#### OBJECTIVE:
Recast the rows from the line with "I'd appreciate it if you could show me where the rectangular" to the line with "[1133,733,1280,841]" as a numbered list, leaving out any blank lines.

[Part of a data file]
══════

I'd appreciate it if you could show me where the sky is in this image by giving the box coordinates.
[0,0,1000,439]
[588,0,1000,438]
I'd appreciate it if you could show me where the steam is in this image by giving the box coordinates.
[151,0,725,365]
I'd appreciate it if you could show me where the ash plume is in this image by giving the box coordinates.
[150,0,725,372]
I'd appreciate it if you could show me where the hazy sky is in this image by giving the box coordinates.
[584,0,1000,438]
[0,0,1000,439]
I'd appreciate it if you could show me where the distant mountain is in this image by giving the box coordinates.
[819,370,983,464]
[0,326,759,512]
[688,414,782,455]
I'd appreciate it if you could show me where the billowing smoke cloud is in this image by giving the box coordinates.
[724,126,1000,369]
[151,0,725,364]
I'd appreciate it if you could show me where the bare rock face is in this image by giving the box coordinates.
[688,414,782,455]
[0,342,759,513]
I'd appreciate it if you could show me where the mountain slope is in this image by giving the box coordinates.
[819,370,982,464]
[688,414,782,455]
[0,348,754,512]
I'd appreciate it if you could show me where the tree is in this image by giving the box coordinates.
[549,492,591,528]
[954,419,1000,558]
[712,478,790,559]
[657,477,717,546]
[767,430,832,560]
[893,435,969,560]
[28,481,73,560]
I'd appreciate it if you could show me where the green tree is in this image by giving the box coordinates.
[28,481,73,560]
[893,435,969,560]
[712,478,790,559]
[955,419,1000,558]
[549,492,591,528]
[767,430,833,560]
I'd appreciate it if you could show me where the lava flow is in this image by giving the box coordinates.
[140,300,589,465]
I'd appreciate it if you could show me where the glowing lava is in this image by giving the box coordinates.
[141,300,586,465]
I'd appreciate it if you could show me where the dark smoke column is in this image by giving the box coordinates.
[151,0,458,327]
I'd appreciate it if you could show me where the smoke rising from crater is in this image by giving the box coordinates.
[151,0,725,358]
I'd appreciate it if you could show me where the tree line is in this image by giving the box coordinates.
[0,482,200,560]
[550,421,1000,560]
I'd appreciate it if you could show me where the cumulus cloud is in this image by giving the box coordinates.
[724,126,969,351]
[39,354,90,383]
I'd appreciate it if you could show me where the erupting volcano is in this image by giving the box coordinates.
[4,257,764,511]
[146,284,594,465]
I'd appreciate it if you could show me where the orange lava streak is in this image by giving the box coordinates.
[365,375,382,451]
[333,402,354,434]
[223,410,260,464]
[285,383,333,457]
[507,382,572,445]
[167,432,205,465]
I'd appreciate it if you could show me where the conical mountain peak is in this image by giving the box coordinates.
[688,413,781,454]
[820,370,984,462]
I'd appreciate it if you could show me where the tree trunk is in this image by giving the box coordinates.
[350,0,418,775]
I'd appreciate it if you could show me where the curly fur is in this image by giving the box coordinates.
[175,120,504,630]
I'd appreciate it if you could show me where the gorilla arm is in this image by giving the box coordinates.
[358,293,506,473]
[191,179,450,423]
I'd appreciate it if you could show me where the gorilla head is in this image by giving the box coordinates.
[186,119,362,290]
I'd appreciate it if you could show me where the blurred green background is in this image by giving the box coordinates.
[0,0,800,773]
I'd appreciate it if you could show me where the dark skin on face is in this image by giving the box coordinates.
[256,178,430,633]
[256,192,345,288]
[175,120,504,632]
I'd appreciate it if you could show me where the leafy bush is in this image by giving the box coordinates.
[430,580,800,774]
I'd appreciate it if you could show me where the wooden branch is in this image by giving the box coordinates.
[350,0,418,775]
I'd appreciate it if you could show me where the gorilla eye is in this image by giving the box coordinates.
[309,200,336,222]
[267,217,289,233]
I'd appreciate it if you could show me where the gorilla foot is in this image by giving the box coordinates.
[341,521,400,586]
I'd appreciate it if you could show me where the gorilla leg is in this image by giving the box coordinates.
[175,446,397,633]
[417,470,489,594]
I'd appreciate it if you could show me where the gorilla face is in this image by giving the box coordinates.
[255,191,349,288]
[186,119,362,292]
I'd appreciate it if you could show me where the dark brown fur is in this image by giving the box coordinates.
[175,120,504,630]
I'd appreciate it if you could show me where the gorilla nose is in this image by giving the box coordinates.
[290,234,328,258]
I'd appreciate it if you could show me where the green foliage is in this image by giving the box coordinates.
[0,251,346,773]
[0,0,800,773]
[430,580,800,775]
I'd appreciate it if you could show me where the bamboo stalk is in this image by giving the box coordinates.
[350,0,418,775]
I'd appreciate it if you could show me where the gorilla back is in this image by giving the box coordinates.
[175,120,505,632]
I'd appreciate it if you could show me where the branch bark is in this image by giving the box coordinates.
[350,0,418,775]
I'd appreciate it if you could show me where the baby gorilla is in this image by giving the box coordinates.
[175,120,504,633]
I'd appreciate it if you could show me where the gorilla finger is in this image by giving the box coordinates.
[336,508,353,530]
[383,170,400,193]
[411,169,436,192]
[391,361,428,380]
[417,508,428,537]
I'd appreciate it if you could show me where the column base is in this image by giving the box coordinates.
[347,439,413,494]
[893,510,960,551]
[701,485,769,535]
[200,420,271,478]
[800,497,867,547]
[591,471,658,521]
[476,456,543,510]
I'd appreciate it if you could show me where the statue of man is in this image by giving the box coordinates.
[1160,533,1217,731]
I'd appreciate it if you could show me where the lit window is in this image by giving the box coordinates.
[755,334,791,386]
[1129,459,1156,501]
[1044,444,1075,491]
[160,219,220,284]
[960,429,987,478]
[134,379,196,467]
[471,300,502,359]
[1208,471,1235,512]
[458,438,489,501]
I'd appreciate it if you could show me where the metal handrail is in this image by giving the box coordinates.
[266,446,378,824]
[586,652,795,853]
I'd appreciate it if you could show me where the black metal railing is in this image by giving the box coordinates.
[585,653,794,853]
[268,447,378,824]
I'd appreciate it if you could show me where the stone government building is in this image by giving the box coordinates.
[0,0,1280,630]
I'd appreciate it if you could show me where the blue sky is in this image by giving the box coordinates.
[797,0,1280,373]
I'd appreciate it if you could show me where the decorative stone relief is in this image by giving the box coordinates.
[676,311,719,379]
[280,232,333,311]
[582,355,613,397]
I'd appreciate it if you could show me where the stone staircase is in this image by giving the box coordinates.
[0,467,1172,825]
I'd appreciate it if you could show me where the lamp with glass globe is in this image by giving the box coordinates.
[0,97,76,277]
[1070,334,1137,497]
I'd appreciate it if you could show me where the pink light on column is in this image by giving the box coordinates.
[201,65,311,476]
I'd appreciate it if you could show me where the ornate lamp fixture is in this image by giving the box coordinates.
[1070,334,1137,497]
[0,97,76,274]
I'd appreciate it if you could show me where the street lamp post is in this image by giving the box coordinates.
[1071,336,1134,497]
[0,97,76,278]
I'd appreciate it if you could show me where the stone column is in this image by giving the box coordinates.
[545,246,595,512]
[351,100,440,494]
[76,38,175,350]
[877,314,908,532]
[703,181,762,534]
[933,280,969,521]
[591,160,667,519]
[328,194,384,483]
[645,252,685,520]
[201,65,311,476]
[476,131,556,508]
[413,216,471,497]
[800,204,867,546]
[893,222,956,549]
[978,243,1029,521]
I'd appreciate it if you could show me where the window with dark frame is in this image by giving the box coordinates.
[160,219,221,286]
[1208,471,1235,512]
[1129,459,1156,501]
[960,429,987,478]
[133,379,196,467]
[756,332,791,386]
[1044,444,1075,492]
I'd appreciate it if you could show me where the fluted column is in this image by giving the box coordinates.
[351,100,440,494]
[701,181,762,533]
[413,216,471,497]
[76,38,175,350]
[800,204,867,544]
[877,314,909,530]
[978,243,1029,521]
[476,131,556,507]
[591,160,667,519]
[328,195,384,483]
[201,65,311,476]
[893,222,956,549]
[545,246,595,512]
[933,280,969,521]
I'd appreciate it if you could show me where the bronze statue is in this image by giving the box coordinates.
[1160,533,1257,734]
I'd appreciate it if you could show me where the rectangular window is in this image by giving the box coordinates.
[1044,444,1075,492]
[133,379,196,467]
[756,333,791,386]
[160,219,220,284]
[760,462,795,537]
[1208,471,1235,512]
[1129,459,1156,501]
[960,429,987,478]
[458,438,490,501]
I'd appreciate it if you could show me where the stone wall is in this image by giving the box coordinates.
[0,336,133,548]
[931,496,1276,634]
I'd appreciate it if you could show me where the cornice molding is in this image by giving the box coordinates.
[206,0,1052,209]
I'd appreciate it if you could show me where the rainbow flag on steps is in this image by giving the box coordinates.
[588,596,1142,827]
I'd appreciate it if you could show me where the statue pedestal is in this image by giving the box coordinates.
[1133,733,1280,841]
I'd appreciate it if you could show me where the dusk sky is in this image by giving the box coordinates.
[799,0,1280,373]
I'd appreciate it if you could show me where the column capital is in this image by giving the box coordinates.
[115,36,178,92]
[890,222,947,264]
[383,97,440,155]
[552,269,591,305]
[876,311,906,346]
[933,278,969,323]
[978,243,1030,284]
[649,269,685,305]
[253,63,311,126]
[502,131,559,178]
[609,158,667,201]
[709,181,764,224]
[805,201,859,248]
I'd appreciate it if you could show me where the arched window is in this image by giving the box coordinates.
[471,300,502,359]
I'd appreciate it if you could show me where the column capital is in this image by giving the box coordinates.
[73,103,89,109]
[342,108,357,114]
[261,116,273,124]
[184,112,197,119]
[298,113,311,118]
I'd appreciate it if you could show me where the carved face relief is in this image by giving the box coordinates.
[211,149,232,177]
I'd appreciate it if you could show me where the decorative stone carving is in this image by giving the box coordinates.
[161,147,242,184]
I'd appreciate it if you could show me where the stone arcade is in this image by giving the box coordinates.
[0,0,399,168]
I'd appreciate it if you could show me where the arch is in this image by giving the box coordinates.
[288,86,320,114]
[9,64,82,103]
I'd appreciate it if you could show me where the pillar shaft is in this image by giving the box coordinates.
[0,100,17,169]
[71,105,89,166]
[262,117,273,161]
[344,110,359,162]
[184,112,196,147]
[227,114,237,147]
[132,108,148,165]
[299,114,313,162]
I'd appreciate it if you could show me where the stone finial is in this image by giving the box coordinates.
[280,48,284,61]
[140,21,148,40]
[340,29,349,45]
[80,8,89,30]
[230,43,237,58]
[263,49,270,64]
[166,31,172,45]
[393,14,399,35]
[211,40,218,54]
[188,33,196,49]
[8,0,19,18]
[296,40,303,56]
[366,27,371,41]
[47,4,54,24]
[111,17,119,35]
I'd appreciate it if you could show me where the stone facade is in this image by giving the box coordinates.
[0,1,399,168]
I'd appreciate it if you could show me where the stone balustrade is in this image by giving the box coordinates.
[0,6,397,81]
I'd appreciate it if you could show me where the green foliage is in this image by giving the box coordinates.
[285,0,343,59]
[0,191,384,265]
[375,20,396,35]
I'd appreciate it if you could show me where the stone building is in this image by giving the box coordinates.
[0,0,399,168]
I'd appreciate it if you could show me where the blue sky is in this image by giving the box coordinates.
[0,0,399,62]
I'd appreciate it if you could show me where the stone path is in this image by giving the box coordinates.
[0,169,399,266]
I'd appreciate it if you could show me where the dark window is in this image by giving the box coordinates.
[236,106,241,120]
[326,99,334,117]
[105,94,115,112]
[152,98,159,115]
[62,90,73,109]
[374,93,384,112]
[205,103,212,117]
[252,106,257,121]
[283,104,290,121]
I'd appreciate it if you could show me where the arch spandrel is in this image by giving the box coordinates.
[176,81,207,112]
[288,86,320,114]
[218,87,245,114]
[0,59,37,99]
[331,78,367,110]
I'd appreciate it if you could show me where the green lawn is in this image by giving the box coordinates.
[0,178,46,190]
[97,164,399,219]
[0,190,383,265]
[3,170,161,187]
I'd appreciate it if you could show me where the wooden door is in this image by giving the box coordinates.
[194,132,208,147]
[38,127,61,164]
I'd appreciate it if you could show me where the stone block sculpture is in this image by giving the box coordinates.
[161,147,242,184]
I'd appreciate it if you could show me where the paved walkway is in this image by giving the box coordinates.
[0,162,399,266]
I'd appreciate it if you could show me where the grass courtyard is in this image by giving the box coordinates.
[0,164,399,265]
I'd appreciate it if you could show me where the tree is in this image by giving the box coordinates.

══════

#### EXPECTED OUTPUT:
1. I'd appreciate it if you could show me where the rectangular window is in this image by giving the box coordinates.
2. [1044,444,1075,492]
3. [133,379,196,467]
4. [756,333,791,386]
5. [160,219,220,284]
6. [760,462,795,537]
7. [1208,471,1235,512]
8. [1129,459,1156,501]
9. [960,429,987,478]
10. [458,438,490,501]
11. I'd appreciate it if you could show me where the stone wall is in this image by giving the box coordinates.
12. [0,336,133,548]
13. [931,496,1276,634]
14. I'd appreciate it if you could show me where the cornice molding is in this image by giving the box coordinates.
15. [206,0,1052,209]
16. I'd appreciate it if you could show me where the rainbow flag on steps is in this image by giving the box coordinates.
17. [588,596,1142,827]
18. I'd appreciate it if you could show me where the statue pedestal is in this image by giving the box coordinates.
19. [1133,733,1280,841]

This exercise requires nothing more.